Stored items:
============================================================
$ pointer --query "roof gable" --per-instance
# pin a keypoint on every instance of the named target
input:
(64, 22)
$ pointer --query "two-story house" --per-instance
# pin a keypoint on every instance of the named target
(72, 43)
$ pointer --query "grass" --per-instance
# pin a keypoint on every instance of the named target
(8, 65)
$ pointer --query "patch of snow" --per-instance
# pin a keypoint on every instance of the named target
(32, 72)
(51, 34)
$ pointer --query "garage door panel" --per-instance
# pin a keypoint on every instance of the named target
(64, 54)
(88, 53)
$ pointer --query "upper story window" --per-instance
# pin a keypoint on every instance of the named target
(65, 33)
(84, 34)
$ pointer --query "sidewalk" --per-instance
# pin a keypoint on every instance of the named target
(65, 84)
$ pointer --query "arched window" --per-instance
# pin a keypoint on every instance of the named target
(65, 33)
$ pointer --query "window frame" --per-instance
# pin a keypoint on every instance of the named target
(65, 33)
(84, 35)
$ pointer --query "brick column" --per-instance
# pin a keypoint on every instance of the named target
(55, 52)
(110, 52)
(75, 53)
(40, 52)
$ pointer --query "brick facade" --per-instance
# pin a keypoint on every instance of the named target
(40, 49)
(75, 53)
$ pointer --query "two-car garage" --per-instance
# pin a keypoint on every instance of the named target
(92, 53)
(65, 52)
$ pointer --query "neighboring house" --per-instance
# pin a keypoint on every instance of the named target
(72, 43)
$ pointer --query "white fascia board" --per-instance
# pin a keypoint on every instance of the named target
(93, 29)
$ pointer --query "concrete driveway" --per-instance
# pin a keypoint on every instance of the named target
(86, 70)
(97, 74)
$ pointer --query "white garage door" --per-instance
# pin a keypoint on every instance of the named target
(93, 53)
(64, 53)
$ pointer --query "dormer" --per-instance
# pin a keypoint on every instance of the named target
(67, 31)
============================================================
What this task involves
Each entry above is to be quoted exactly.

The completed task
$ pointer --query "roof gable" --per-instance
# pin a keypoint on every instance of the named target
input:
(64, 22)
$ pointer --query "two-story house" --per-instance
# pin a keypoint on every instance of the named target
(72, 43)
$ pointer --query "grass" --per-instance
# pin a keypoint on every instance of the named target
(8, 65)
$ pointer --query "patch of snow" --per-instance
# pin a keypoint on every instance of the named target
(32, 72)
(51, 34)
$ pointer --query "garage door panel" --per-instance
# pin a keypoint on every instance of the named target
(64, 54)
(88, 53)
$ pointer --query "upper story window" --per-instance
# pin a keypoint on every instance of the named target
(65, 33)
(84, 34)
$ pointer --query "sidewalk" --per-instance
# pin a keypoint on every instance of the named target
(65, 84)
$ pointer --query "arched window" --per-instance
# pin a keypoint on every instance of the named target
(65, 33)
$ pointer --query "window frame" --per-instance
# pin a keypoint on every instance of the named target
(65, 33)
(84, 35)
$ pointer --query "brick column" --per-instance
# pin a keypoint on every instance of the named target
(55, 52)
(110, 52)
(75, 53)
(40, 52)
$ pointer --query "brick facade" --per-instance
# pin a keypoint on every instance of the named target
(40, 49)
(75, 53)
$ pointer --query "two-car garage" --per-instance
# pin a keypoint on every instance of the named target
(92, 53)
(65, 52)
$ pointer --query "neighboring house" --per-instance
# pin a keypoint on every instance of the named target
(72, 43)
$ pointer --query "white fascia board" --per-instance
# pin a keypoint on every instance of the named target
(93, 29)
$ pointer --query "concrete driveway" --per-instance
# pin a keypoint on every instance of the named target
(86, 70)
(97, 74)
$ pointer --query "white garage door" --per-instance
# pin a keypoint on every instance of the named target
(93, 53)
(64, 53)
$ pointer --query "dormer" --per-instance
# pin a keypoint on every instance of the named target
(67, 31)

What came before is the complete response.